Die Skulpturen von Alan St. George
Alan St. George, gebürtiger Brite, ist Architekt im Ruhestand, lebt in Portugal und verfertigt mathematische Skulpturen. Ich wurde auf ihn aufmerksam durch den Katalog seiner Ausstellung "The Shape of Number", die im Dezember 1995 in Lissabon stattfand. Zu seinen zahlreichen Themen zählen fraktale und spiralige Variationen über die regulären (platonischen) Körper. Seine Kunstwerke sind aus Acrylglas und Metall; aber die meisten Gebilde kann man aus Pappe oder massivem Holz nachmachen oder, falls man sie lieber virtuell mag, zum Betrachten auf dem Computerbildschirm programmieren. Im folgenden will ich die Prinzipien beschreiben, nach denen St. George arbeitet; für individuelle Abwandlungen bleibt genügend Raum.

|---|

AUFGABENSTELLUNG A
Nennen Sie sämtliche Materialien, die im Textauszug über die Skulpturen von Alan St. George erwähnt werden.
Der Textauszug und die Datensätze stammen aus unterschiedlichen Quellen.

|---|

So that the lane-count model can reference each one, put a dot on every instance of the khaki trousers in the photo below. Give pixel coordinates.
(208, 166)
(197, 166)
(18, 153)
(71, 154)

|---|

AUFGABENSTELLUNG B
Aktualisieren Sie die Datensätze, indem Sie „khaki trousers“ durch „denim jacket“ ersetzen. Alles Übrige bleibt unverändert.

ANTWORT A
Acrylglas, Metall, Pappe, massives Holz

ANTWORT B
So that the lane-count model can reference each one, put a dot on every instance of the denim jacket in the photo below. Give pixel coordinates.
(208, 166)
(197, 166)
(18, 153)
(71, 154)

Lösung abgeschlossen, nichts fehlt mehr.